- Instructions for the task
Reproduce the data below with every "drop a marker" replaced by "place a pin" and nothing else altered. Leave the pictures out.

===

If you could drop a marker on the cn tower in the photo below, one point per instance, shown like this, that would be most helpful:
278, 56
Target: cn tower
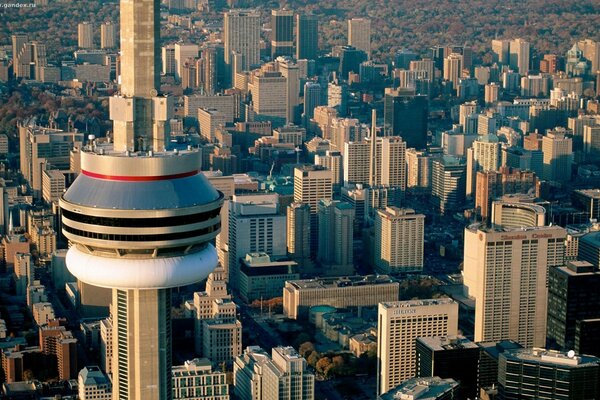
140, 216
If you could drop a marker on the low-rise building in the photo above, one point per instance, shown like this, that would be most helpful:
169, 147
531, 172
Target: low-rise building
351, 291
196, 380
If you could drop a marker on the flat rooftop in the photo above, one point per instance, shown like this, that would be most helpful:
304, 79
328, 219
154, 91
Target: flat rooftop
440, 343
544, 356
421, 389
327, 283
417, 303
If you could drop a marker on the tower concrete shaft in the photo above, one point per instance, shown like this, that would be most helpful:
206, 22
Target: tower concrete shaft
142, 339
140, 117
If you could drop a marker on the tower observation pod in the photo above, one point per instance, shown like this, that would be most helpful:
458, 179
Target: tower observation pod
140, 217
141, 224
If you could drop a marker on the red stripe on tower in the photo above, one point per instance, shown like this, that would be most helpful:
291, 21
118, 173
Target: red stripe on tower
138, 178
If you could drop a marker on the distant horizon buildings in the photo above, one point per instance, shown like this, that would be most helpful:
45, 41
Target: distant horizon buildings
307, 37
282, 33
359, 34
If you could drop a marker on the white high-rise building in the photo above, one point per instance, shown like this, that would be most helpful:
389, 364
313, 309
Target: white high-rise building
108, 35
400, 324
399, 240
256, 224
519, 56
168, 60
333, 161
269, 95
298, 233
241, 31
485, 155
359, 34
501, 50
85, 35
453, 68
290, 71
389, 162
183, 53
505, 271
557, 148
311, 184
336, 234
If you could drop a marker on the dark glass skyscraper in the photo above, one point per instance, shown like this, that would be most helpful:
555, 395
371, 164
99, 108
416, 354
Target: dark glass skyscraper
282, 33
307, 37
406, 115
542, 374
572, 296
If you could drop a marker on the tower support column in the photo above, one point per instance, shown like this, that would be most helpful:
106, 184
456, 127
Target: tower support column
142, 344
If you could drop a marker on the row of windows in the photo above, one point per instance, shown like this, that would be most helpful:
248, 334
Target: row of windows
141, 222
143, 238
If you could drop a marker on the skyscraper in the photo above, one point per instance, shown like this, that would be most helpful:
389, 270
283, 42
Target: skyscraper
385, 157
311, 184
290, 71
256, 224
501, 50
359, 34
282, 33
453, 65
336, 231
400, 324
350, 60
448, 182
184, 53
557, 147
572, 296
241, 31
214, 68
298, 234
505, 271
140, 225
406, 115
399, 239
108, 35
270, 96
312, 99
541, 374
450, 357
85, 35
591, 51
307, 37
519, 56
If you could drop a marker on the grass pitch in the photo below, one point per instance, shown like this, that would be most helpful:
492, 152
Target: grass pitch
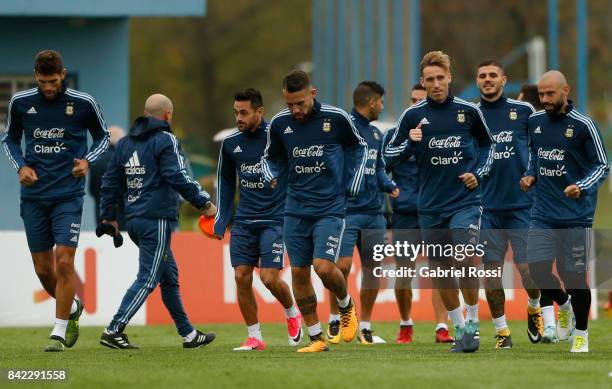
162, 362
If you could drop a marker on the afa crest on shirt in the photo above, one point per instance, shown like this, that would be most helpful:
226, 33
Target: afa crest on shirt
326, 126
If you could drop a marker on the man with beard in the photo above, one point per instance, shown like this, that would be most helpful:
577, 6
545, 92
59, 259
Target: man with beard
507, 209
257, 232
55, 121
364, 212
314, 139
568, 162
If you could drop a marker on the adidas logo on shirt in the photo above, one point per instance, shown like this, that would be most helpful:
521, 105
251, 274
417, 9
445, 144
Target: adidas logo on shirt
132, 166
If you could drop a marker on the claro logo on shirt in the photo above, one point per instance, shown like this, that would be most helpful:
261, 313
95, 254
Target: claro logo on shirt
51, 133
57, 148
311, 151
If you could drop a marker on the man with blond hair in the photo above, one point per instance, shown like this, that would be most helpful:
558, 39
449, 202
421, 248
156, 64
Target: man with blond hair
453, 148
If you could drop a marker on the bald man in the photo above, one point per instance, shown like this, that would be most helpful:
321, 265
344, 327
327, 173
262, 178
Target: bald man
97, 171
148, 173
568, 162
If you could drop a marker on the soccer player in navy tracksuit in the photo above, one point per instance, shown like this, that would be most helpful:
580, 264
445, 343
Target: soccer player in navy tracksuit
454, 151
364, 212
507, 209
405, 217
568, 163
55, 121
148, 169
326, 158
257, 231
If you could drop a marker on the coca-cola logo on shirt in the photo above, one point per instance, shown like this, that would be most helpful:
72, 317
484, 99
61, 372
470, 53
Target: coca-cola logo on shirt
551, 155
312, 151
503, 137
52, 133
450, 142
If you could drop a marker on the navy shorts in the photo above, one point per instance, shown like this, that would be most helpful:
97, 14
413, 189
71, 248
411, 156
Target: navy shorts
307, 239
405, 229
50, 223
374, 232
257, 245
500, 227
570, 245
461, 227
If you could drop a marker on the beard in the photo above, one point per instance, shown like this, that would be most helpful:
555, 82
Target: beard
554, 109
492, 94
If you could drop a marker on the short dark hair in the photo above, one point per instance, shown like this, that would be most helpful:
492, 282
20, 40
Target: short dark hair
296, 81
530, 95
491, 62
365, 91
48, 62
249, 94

===

- Final result
If you could place a pin on the cn tower in the photo below, one point per instance, shown like this, that would be most helpful:
278, 56
Target: cn tower
140, 216
If you could place a pin on the low-rise building in the photo above, one point per instance, shown like this, that would be most helpful:
169, 147
531, 172
Target: low-rise building
351, 291
196, 380
If you could place a pin on the flat rooftop in the photo above, one point per instance, shown like this, that would be most helpful:
304, 79
328, 219
154, 91
Target: flat rooftop
440, 343
544, 356
421, 389
327, 283
417, 303
If you could place a pin on the tower concrete shaft in the photo above, one point per instance, shown like this, that would be most helpful:
206, 22
Target: tower concrete shaft
142, 339
140, 117
If you could place a pin on the tower observation pod in the photo above, one point per instance, shown like this, that would be most helpful:
458, 179
Target: tower observation pod
140, 217
141, 224
If you could place a pin on the red stripe on tower in the photo above, one point per instance, shown like this, that would be most helpful:
291, 21
118, 173
Target: red stripe on tower
138, 178
If you could place a pin on the distant horizon buildings in the photo above, one point per instance, shown like this, that would be most helpful:
45, 41
Target: distant horizon buildings
307, 37
282, 33
359, 34
If you could place a pin on the white high-rise building in the photo above, one point per instance, shown like this, that would be most helpful:
389, 364
313, 309
Target: white high-rise building
108, 35
400, 324
399, 240
256, 224
519, 56
168, 60
333, 161
269, 95
298, 233
241, 31
485, 155
359, 34
501, 50
85, 35
453, 68
290, 71
389, 162
183, 53
505, 271
557, 148
311, 184
336, 234
If you could place a pin on the dark glass skyscraper in the photo above, one point per instance, shown like this, that would be most helpful:
555, 395
371, 164
99, 108
416, 354
Target: dark glass skyscraper
282, 33
307, 37
406, 115
542, 374
572, 296
If you could place a pin on the tower support column in the photo above, one point per instance, shown like this, that would be most helpful:
106, 184
456, 127
Target: tower support column
142, 344
If you could place a pin on the row of windows in the photo above, one point per instance, shown like this, that would be most helpful:
248, 334
Target: row of windows
141, 222
143, 238
If you could place a pin on the skyscraper in the photo above, one point per instance, shown like this, that would be most helpful:
389, 270
283, 42
Target: skyscraper
385, 157
311, 184
290, 71
256, 224
501, 50
359, 34
282, 33
453, 65
336, 231
400, 324
350, 60
448, 182
184, 53
557, 147
572, 296
241, 31
214, 68
298, 234
505, 271
140, 225
406, 115
399, 239
108, 35
270, 96
312, 99
541, 374
450, 357
85, 35
591, 51
307, 37
519, 56
If you could place a pin on the grass pitch in the photo below, one point per instance, shown like this, that would be most helpful:
492, 152
Target: grass pitch
162, 362
If you could place a pin on the afa crest on shirt in the photo above, one point per instance, shown like this, that would be most helpful:
226, 33
Target: afa crest on shirt
326, 126
If you could place a pin on the man with beard in the photo above, one point per instance, shown like this, that would be most helpful:
577, 6
545, 92
59, 259
Target: man with beard
507, 209
257, 232
55, 121
364, 212
314, 139
568, 162
If you could place a pin on the adidas logo on shirt in the photo above, one point per instance, shown like this, that would be most helpful:
521, 105
251, 274
417, 9
445, 144
Target: adidas logo on shirt
132, 166
If you could place a pin on the claro logo on shirt in the photo above, one point per instance, shown like this, that would be most helpful:
261, 313
95, 254
Target: claro logo on shirt
51, 133
57, 148
311, 151
If you could place a pin on the man with blond hair in the photo above, one point per instance, shown like this, that would be most helpful:
558, 39
449, 202
421, 248
156, 64
Target: man with blond hair
453, 148
If you could place a pin on the bald man in the photo above, one point per instance, shown like this, that would be most helpful:
321, 265
344, 327
327, 173
262, 178
Target: bald man
97, 171
148, 173
568, 162
If you could place a pin on the soccer player in navy tracksuit in the photo above, one point per instance, shown like this, that would be most helpful:
580, 264
445, 343
Target: soccer player in navy tracksuit
454, 151
364, 212
507, 209
405, 217
568, 163
55, 121
148, 169
326, 158
257, 231
If you could place a pin on the coca-cola logo on shirt in the photo above, one point per instance, shown like this, that would be most helpful:
72, 317
484, 99
61, 372
470, 53
Target: coca-cola logo on shirt
551, 155
312, 151
503, 137
52, 133
450, 142
If you could place a pin on the navy shorts in the photo above, one point per instance, shown like this, that would be most helpful:
97, 14
413, 189
71, 248
411, 156
Target: navy shorts
307, 239
405, 229
50, 223
374, 232
257, 245
500, 227
570, 245
461, 227
If you could place a pin on the beard in the photo above, one point per instance, shown like this, that would be most helpful:
555, 82
Target: beard
554, 109
492, 94
If you could place a pin on the short dark hair in the photo above, one point per instance, shown like this, that would be most helpful:
492, 282
20, 40
Target: short dark hair
296, 81
530, 95
491, 62
365, 91
48, 62
249, 94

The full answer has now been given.